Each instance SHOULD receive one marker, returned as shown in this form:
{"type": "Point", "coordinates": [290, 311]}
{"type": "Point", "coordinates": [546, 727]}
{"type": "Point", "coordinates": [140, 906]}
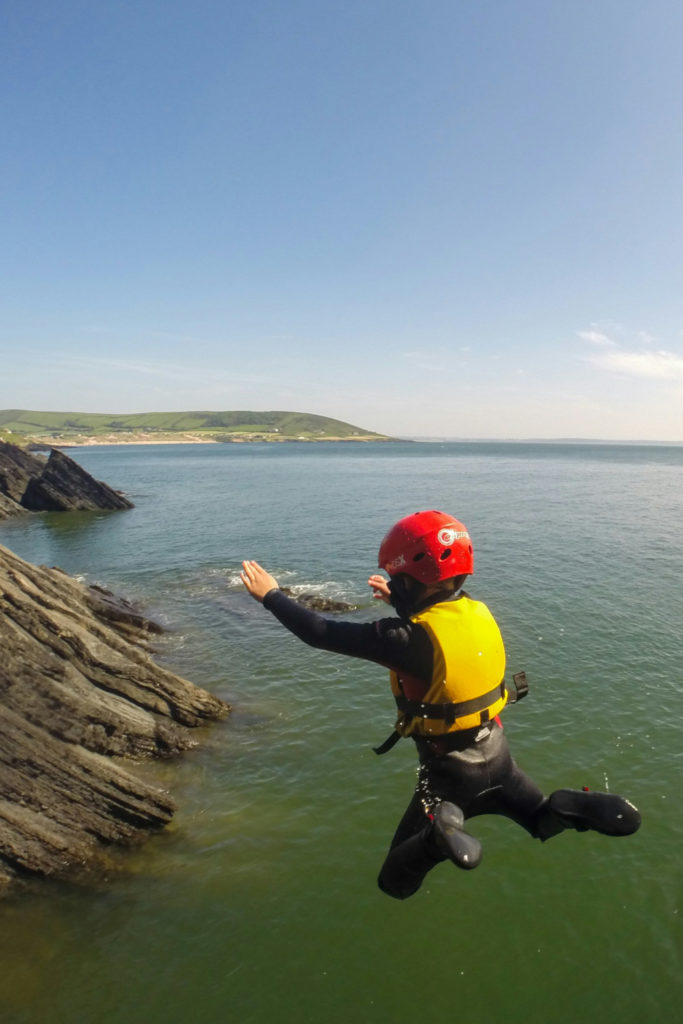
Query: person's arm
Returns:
{"type": "Point", "coordinates": [392, 642]}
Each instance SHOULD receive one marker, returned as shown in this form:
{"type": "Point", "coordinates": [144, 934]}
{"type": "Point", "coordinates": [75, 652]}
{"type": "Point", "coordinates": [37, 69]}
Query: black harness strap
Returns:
{"type": "Point", "coordinates": [388, 743]}
{"type": "Point", "coordinates": [447, 712]}
{"type": "Point", "coordinates": [451, 712]}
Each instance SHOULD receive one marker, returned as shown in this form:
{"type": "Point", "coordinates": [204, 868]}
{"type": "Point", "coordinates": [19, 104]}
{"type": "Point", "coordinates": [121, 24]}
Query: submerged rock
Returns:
{"type": "Point", "coordinates": [78, 686]}
{"type": "Point", "coordinates": [317, 602]}
{"type": "Point", "coordinates": [53, 485]}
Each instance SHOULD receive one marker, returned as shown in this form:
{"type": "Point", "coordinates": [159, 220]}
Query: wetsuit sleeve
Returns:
{"type": "Point", "coordinates": [392, 642]}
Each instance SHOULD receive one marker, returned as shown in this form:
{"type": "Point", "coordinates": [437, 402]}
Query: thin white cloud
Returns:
{"type": "Point", "coordinates": [639, 359]}
{"type": "Point", "coordinates": [650, 366]}
{"type": "Point", "coordinates": [597, 338]}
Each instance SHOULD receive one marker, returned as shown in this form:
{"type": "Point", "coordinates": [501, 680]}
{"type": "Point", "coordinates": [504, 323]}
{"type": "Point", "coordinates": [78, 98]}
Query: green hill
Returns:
{"type": "Point", "coordinates": [17, 424]}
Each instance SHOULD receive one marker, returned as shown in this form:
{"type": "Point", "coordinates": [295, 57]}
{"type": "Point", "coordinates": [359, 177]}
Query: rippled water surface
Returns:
{"type": "Point", "coordinates": [259, 903]}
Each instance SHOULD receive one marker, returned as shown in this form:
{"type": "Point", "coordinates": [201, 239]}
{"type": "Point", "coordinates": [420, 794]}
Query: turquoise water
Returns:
{"type": "Point", "coordinates": [259, 903]}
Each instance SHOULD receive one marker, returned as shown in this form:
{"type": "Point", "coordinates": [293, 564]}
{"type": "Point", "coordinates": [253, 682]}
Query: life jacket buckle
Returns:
{"type": "Point", "coordinates": [521, 687]}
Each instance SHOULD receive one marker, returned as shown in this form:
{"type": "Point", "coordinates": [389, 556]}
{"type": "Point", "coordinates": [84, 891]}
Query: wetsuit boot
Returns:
{"type": "Point", "coordinates": [584, 810]}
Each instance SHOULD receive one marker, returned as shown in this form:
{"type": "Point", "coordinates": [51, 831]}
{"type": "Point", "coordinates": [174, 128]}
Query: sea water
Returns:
{"type": "Point", "coordinates": [259, 902]}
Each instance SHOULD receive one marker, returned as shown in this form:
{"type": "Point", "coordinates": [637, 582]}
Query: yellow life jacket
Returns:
{"type": "Point", "coordinates": [467, 686]}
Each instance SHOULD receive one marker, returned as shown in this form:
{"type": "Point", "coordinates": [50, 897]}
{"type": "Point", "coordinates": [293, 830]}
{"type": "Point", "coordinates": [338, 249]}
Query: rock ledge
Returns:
{"type": "Point", "coordinates": [77, 687]}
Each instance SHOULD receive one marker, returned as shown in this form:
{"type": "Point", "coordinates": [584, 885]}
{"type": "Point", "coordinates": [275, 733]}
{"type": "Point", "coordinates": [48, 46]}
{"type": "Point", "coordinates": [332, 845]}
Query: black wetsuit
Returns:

WHAT TO DO =
Give all the lines above again, character for character, without pictures.

FINAL RESULT =
Each instance SHOULD receive one marker, returned as shown in this form:
{"type": "Point", "coordinates": [290, 311]}
{"type": "Point", "coordinates": [546, 727]}
{"type": "Point", "coordinates": [140, 906]}
Query: person's arm
Returns:
{"type": "Point", "coordinates": [392, 642]}
Each instance SHOULD receive one marker, returned as shown in this form:
{"type": "Point", "coordinates": [144, 934]}
{"type": "Point", "coordinates": [75, 652]}
{"type": "Point", "coordinates": [37, 69]}
Query: black harness strap
Returns:
{"type": "Point", "coordinates": [388, 743]}
{"type": "Point", "coordinates": [447, 712]}
{"type": "Point", "coordinates": [451, 712]}
Each instance SHOULD receive one marker, returned as shown in this form:
{"type": "Point", "coordinates": [204, 868]}
{"type": "Point", "coordinates": [19, 104]}
{"type": "Point", "coordinates": [121, 24]}
Query: submerged rock
Returns:
{"type": "Point", "coordinates": [78, 686]}
{"type": "Point", "coordinates": [317, 602]}
{"type": "Point", "coordinates": [53, 485]}
Each instance SHOULD receive one marker, returned as shown in this form:
{"type": "Point", "coordinates": [159, 220]}
Query: wetsuit sleeve
Returns:
{"type": "Point", "coordinates": [392, 642]}
Each instance SHOULD receive one marker, returned as shown in this form:
{"type": "Point", "coordinates": [437, 402]}
Query: thin white cloud
Returns:
{"type": "Point", "coordinates": [639, 359]}
{"type": "Point", "coordinates": [650, 366]}
{"type": "Point", "coordinates": [597, 338]}
Each instance SHOULD receive one marker, returned as shown in this form:
{"type": "Point", "coordinates": [501, 680]}
{"type": "Point", "coordinates": [504, 323]}
{"type": "Point", "coordinates": [78, 98]}
Query: green hill
Returns:
{"type": "Point", "coordinates": [17, 424]}
Each instance SHOULD receive one marker, returned as shown in this form:
{"type": "Point", "coordinates": [295, 57]}
{"type": "Point", "coordinates": [359, 177]}
Query: rippled water surface
Returns:
{"type": "Point", "coordinates": [259, 903]}
Each instance SHOULD receive one marker, returned as shown in this form:
{"type": "Point", "coordinates": [201, 239]}
{"type": "Point", "coordinates": [420, 794]}
Query: turquoise water
Returns:
{"type": "Point", "coordinates": [259, 903]}
Each instance SHOULD receive one marker, returned as shown in this form:
{"type": "Point", "coordinates": [293, 564]}
{"type": "Point", "coordinates": [253, 682]}
Query: life jacket buckle
Returns:
{"type": "Point", "coordinates": [521, 687]}
Each instance SHOULD receive one marker, returned as shown in this form:
{"type": "Point", "coordinates": [389, 556]}
{"type": "Point", "coordinates": [84, 891]}
Query: wetsuit boot
Returns:
{"type": "Point", "coordinates": [584, 810]}
Each instance SHOULD receive one marker, returned as shown in this form:
{"type": "Point", "coordinates": [51, 831]}
{"type": "Point", "coordinates": [174, 128]}
Query: sea water
Returns:
{"type": "Point", "coordinates": [259, 902]}
Each instance SHOULD receive one marker, returned as shown in this form:
{"type": "Point", "coordinates": [637, 582]}
Query: yellow life jacket
Returns:
{"type": "Point", "coordinates": [467, 686]}
Each instance SHOULD receive one marker, returned as shown in this form:
{"type": "Point", "coordinates": [50, 897]}
{"type": "Point", "coordinates": [293, 830]}
{"type": "Point", "coordinates": [338, 249]}
Query: rock ledge
Returns:
{"type": "Point", "coordinates": [77, 687]}
Each instance SHOULD receive one marker, returned as shown in this form:
{"type": "Point", "coordinates": [584, 885]}
{"type": "Point", "coordinates": [275, 733]}
{"type": "Point", "coordinates": [48, 46]}
{"type": "Point", "coordinates": [332, 845]}
Query: black wetsuit
Returns:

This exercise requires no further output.